Data for analysis:

====

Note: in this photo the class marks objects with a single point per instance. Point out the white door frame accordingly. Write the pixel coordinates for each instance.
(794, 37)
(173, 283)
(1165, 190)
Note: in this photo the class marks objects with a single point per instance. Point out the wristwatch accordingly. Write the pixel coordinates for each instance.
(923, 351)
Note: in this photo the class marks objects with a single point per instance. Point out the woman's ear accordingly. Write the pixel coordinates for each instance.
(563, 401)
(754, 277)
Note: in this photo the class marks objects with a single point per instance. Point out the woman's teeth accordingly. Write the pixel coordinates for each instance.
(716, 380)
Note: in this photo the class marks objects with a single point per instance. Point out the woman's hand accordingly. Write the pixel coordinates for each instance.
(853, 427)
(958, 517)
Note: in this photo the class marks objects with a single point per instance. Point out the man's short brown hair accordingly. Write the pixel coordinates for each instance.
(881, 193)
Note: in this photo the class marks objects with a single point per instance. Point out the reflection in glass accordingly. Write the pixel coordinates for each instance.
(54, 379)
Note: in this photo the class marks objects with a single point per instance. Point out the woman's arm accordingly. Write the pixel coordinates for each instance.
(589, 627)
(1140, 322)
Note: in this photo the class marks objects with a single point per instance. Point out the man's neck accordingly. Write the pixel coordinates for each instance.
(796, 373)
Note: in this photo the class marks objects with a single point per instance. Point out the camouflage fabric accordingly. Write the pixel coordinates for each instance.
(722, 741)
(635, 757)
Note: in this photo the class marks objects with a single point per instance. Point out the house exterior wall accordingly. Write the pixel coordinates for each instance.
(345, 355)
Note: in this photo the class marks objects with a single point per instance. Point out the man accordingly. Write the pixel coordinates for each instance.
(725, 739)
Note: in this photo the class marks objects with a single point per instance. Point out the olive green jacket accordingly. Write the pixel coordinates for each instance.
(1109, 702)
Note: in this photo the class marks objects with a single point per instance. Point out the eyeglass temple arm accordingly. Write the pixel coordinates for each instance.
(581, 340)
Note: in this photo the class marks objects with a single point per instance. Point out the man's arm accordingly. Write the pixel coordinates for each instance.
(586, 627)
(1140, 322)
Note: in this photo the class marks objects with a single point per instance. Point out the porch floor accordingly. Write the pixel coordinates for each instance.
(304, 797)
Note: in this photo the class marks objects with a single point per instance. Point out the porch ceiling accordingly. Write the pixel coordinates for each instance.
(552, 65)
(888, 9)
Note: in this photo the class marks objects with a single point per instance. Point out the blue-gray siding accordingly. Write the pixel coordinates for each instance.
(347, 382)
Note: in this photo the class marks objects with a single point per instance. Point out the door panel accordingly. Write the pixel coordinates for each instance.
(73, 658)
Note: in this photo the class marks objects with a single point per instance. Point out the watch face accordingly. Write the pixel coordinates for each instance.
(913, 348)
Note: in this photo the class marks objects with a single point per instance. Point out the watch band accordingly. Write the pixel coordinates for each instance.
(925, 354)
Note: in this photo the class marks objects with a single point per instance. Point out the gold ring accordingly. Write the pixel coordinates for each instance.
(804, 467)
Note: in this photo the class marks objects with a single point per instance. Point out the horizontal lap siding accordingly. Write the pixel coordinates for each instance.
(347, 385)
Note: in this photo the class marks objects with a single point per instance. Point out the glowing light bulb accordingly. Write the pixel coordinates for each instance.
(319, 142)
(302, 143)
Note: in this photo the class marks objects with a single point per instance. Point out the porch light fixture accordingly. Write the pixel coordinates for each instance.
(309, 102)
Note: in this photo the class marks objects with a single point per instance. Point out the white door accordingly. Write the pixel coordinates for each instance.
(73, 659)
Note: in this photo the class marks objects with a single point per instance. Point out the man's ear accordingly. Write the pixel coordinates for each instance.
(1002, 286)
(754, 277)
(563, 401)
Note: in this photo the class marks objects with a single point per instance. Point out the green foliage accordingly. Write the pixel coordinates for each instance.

====

Task to complete: The expected output is the complete data, repeated exactly.

Worked solution:
Note: in this photo the class marks objects with a single point per instance. Point out the white door frame accordingly. Write the pixel coordinates for each instance.
(794, 37)
(173, 283)
(1165, 190)
Note: in this photo the class marks objects with a single point per instance. Point out the wristwatch accordingly. Write the pixel coordinates for each instance.
(923, 351)
Note: in this photo the class marks objects with a single point per instance. Point out the woman's ear accordingly. Write the pixel coordinates for each instance.
(563, 401)
(754, 277)
Note: in this photo the class marks objects with a single point per instance. Point out the woman's teeth accordingly. Write the pixel coordinates for each instance.
(716, 380)
Note: in this photo the class marks objects with a single point per instance. Point out the woman's hand accordingly. Write the pixel coordinates for each instance.
(853, 427)
(958, 517)
Note: in this photo the class marks objects with a single point per instance. Point out the man's short brown hair accordingly. Write the pixel coordinates for each instance.
(881, 193)
Note: in this photo the class marks objects with a single point per instance. Point out the reflection in glass accordingly. Write the pixel coordinates for each instance.
(54, 379)
Note: in this photo the class marks objects with a single point per instance. Point out the woman's arm accordingly. Write the pixel coordinates for each instance.
(589, 627)
(1140, 322)
Note: in this photo the class marks objects with a single point per instance. Point out the man's neck accordingly. Write the pixel coordinates for each instance.
(796, 373)
Note: in this photo the class marks objects with a single point per instance. Point out the camouflage fabric accordingly. Write the pixel coordinates for each instance.
(722, 741)
(635, 757)
Note: in this photo the class marks objects with a single point per instance. Point out the house exterior wall accordingly. Write the pixel coordinates for each instance.
(345, 355)
Note: in this photo the class marks objects with a single point per instance. Point out the man accordingly. Write the pixel coordinates for each instance.
(725, 739)
Note: in this photo the class marks objects with a single point per instance. Point out the olive green jacket accordingly. Write the pixel coordinates for each instance.
(1109, 702)
Note: in this photo the class marks objects with a single point per instance. Point out the eyeglass temple arm accordingly. Write the pixel coordinates for each instance.
(581, 340)
Note: in this photo the class marks objects with a single point per instance. Point out the man's arm accordingly. Write the pixel coordinates for each instance.
(586, 627)
(1140, 322)
Note: in this photo the class marks objects with a single point per instance. Point out the porch floor accordingly. Write the pixel coordinates for each instance.
(304, 797)
Note: in this photo the class marks objects with a single point per instance. Point out the porch ceiling accordingly. Write the pixel coordinates for each instance.
(552, 65)
(888, 9)
Note: in this photo the class marks objects with a single point per instance. Point out the blue-gray siding accordingly. Write the pixel coordinates for each instance.
(347, 382)
Note: in this photo the class marks objects with a single point per instance. Point out the door panel accordingly. Write the pixel coordinates for each instance.
(73, 658)
Note: in this photo the class marks objects with a single point per instance. Point out the watch face accordingly. Write the pixel coordinates for each instance.
(913, 348)
Note: in this photo the class marks objects with a single point per instance. Point out the watch band accordingly. Write the pixel coordinates for each instance.
(925, 354)
Note: in this photo the class marks objects with a single point per instance. Point out the gold ring accordingly. Write the pixel coordinates for each instance.
(804, 467)
Note: in this photo the class marks objects with a single point per instance. Point out the horizontal lap siding accordingly. Write the pixel coordinates for each instance.
(347, 385)
Note: in this photo the class marks objects with a single point per instance. Point out the glowing light bulb accordingly. Write the pixel coordinates for each instance.
(319, 142)
(302, 143)
Note: in this photo the class marks objects with a single point per instance. Point out the porch light fixture accordingly. Write the pixel coordinates for each instance.
(309, 102)
Note: in this photo the class marks objects with a single point per instance. Point out the white door accordingly. Write the pixel coordinates for each instance.
(73, 659)
Note: in this photo the class marks objects with a single point per instance. Point out the man's ear accordingly. Write the pixel coordinates for each instance.
(1002, 286)
(754, 277)
(563, 401)
Note: in this photo the class marks objects with a single point per instance. Point out the green foliage accordingly. Write the pixel coordinates for each instance.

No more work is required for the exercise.